TEXT EXCERPT ::
Vagrant, Docker and Ansible
For a high end customer, I had to delve into the world of Vagrant, VirtualBox, Libvirt and Docker. The request was to create a single Vagrantfile that would be able to provision the multi-host application to both host machines running through VirtualBox and Libvirt on one side and Docker containers on the other side.
Now, first off, at the time of writing, Vagrant, Docker and Ansible all seem rather twitchy application stacks. It might be me, but they all suffer from a badly defined application domain and a large ‘hackable’ instead of ‘pluggable’ architecture. It just does not feel mature, but that might be the years biting at me…
Anyways, getting VirtualBox and Libvirt up and running was quite easy. Vagrant has a concept of ‘Provider’ as an application that provides a virtualised environment and VirtualBox and Libvirt match that concept nicely.
Vagrant also has a concept of ‘Provisioner’, which is the tool that deploys and configures your environment so you can get busy developing your application. As you develop, you can have the Provisioner deploy parts of or the whole of your application, so you end up with a one-stop-solution: Vagrant, a provider, a provisioner and the required configurations to deploy your stack. Sounds nice.
Well, it is, in a way, if you work a lot with virtualisation. On the other side, if you work a lot with virtualisation, you probably are working with Docker as well. And that is where the issues start. Docker is not a Provider. It is also not a Provisioner. It is something in between, and beyond.

WRITTEN TASKS ::
• 1. Reproduce a passage from the text on Vagrant, Docker and Ansible: begin at the words "Now, first off, at" and stop after "that concept nicely.".
• 2. In the text on Vagrant, Docker and Ansible, which two applications fit Vagrant's concept of a Provider?
The material that comes next is separate from the text on Vagrant, Docker and Ansible.

DATA RECORDS ::
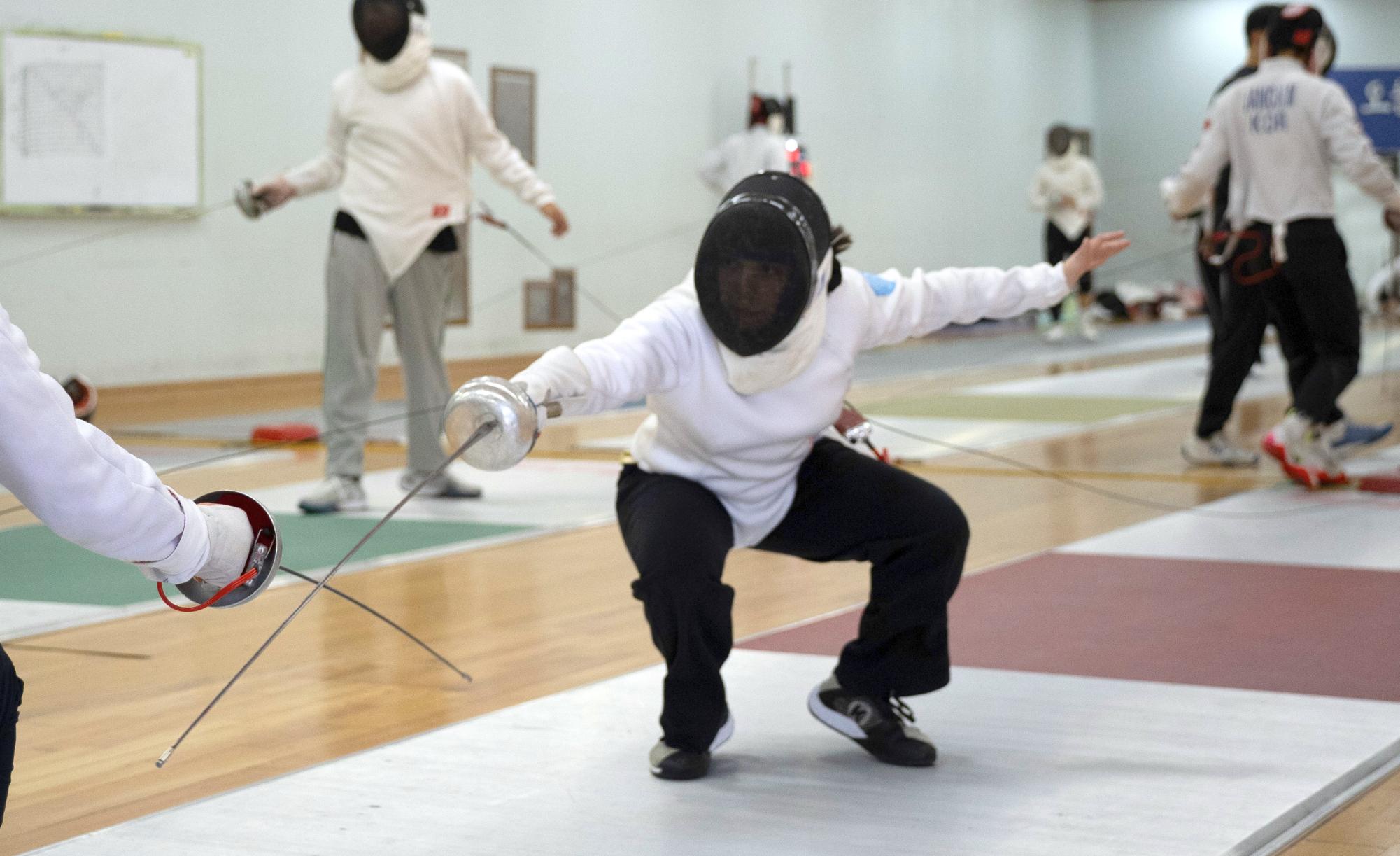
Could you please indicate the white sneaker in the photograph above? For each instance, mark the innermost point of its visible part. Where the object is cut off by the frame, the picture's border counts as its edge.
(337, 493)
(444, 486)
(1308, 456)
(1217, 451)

...

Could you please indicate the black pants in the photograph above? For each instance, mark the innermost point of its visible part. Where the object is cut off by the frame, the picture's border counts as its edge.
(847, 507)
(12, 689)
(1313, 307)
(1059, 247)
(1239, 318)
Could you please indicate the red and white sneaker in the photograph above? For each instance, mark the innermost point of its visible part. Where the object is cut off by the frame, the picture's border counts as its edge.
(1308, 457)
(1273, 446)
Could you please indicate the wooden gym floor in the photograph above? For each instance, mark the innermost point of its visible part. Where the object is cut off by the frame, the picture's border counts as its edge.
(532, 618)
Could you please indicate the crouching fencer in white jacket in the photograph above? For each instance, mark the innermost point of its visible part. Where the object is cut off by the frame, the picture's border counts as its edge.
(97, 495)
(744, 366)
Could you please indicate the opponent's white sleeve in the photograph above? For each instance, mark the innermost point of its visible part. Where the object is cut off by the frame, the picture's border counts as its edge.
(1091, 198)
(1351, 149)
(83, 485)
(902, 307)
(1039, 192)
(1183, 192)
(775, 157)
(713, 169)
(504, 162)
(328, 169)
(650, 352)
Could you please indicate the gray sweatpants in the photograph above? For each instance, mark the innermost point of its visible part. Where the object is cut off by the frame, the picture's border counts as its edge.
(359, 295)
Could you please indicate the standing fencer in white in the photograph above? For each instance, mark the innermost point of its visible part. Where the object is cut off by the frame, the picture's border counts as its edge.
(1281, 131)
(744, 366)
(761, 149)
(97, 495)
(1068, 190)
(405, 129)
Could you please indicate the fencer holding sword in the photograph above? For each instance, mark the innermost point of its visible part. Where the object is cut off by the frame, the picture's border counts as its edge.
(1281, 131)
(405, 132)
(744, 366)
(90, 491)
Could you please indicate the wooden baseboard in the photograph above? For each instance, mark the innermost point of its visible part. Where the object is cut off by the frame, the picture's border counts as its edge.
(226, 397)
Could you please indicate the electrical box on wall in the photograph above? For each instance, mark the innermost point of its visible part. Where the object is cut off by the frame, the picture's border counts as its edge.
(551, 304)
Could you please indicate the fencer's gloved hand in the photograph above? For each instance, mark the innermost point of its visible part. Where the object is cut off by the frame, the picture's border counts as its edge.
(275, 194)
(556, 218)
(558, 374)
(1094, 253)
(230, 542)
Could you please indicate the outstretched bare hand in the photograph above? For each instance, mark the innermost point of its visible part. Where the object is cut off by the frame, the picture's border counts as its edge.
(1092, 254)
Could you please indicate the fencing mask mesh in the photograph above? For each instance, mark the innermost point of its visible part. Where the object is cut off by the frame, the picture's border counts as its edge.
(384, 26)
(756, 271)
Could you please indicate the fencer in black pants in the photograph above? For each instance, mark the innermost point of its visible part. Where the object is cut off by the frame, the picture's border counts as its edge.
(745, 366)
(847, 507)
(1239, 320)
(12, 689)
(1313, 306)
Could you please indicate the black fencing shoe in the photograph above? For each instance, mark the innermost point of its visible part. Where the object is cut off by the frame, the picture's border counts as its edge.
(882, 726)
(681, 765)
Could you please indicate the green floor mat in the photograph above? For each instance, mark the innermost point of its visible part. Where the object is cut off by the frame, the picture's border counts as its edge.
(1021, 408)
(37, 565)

ANSWERS FOR THE TASKS ::
• 1.
Now, first off, at the time of writing, Vagrant, Docker and Ansible all seem rather twitchy application stacks. It might be me, but they all suffer from a badly defined application domain and a large ‘hackable’ instead of ‘pluggable’ architecture. It just does not feel mature, but that might be the years biting at me…
Anyways, getting VirtualBox and Libvirt up and running was quite easy. Vagrant has a concept of ‘Provider’ as an application that provides a virtualised environment and VirtualBox and Libvirt match that concept nicely.

• 2. VirtualBox and Libvirt.